● **Source passage**:
----
Over an $R$-module $M$, for a given non-zero $m \in M$, is the map $F : R \rightarrow M$ given by $F(r) = rm$ necessarily non-zero? i.e. is there some element $r \in R$ such that $rm \neq 0$? ($R$ here is assumed to be a non-trivial commutative ring with unity).

Also, given instead the map $F_s : M \rightarrow M$ for some non-zero $s \in R$ given by $F_s (m) = sm$ for all $m \in M$, is this map also non-zero?

This has led me to investigate the following:

In an $R$-module $M$ does $rm = 0$ with ($m \in R$ non-zero) necessarily imply $r = 0$?
----
Entries with labeled area outlines
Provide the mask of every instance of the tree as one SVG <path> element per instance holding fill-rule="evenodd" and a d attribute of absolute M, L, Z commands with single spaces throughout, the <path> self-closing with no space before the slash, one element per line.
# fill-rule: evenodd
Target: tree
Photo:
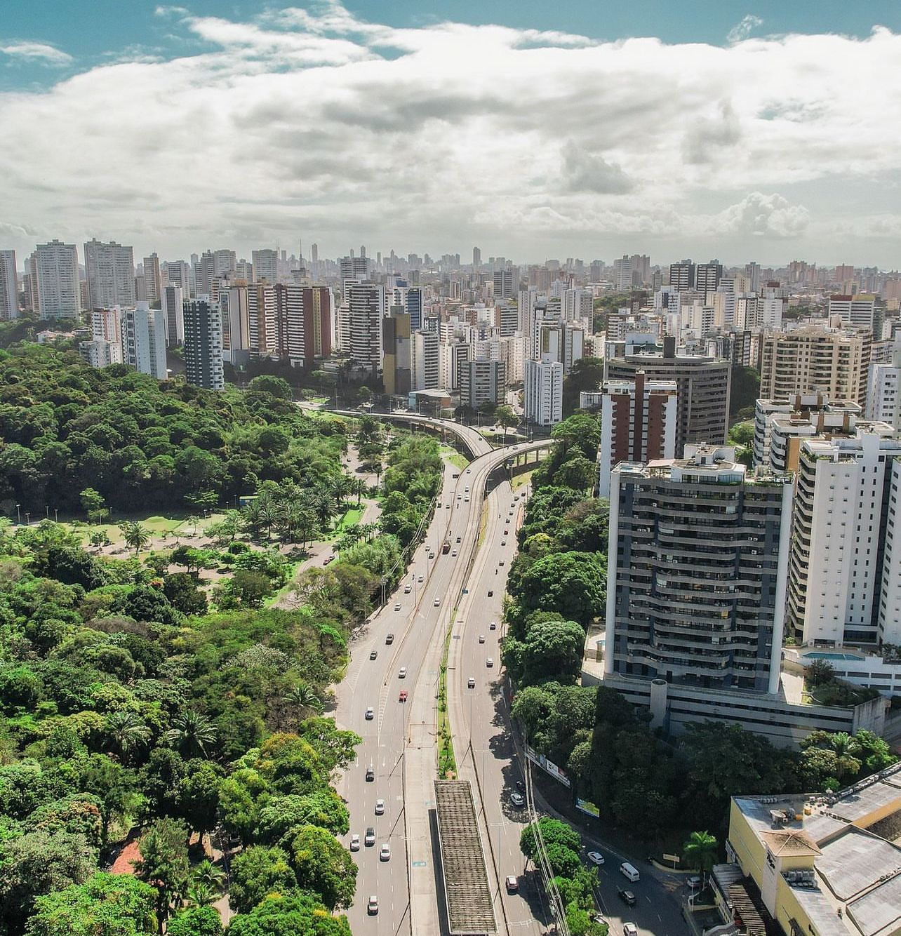
<path fill-rule="evenodd" d="M 216 729 L 210 719 L 194 709 L 172 721 L 164 738 L 182 757 L 205 757 L 207 749 L 216 741 Z"/>
<path fill-rule="evenodd" d="M 507 430 L 519 425 L 519 417 L 511 406 L 499 406 L 494 411 L 494 421 L 503 430 L 503 444 L 507 444 Z"/>
<path fill-rule="evenodd" d="M 228 936 L 350 936 L 346 916 L 330 916 L 311 894 L 272 894 L 236 916 Z"/>
<path fill-rule="evenodd" d="M 125 709 L 107 716 L 107 732 L 113 750 L 124 764 L 132 751 L 144 747 L 153 737 L 140 715 Z"/>
<path fill-rule="evenodd" d="M 130 874 L 97 871 L 83 884 L 69 885 L 37 898 L 25 933 L 26 936 L 155 933 L 155 901 L 156 891 Z M 171 928 L 168 931 L 173 932 Z"/>
<path fill-rule="evenodd" d="M 94 488 L 85 488 L 79 494 L 79 500 L 81 502 L 81 507 L 88 515 L 88 519 L 92 523 L 99 523 L 104 517 L 109 514 L 106 498 L 99 491 L 94 490 Z"/>
<path fill-rule="evenodd" d="M 180 910 L 166 928 L 167 936 L 222 936 L 222 920 L 214 907 Z"/>
<path fill-rule="evenodd" d="M 156 888 L 156 915 L 161 921 L 168 918 L 172 904 L 188 885 L 187 841 L 184 824 L 167 816 L 157 819 L 138 843 L 141 856 L 135 862 L 135 874 Z"/>
<path fill-rule="evenodd" d="M 692 832 L 682 845 L 682 857 L 689 868 L 706 877 L 717 861 L 716 838 L 709 832 Z"/>
<path fill-rule="evenodd" d="M 298 886 L 312 890 L 330 910 L 349 907 L 356 889 L 356 865 L 327 829 L 299 826 L 284 841 Z"/>
<path fill-rule="evenodd" d="M 237 856 L 231 866 L 228 899 L 238 914 L 249 914 L 269 894 L 283 894 L 298 881 L 282 848 L 252 845 Z"/>
<path fill-rule="evenodd" d="M 148 531 L 147 527 L 133 520 L 126 520 L 124 523 L 121 523 L 119 529 L 122 532 L 122 538 L 125 546 L 135 550 L 135 558 L 137 559 L 140 550 L 150 543 L 150 531 Z"/>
----
● **What is being asked**: In the module question, what properties is the ring $R$ assumed to have?

● **Right answer**:
- Non-trivial
- Commutative
- With unity